Problem to work on: Each record below has to be printed verbatim.

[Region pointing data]
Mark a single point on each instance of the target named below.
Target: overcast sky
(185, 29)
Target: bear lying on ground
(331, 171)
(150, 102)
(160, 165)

Answer to this problem:
Mark a single point on each instance of the target named below.
Target: overcast sky
(185, 29)
Target: bear lying on ground
(331, 171)
(150, 102)
(160, 165)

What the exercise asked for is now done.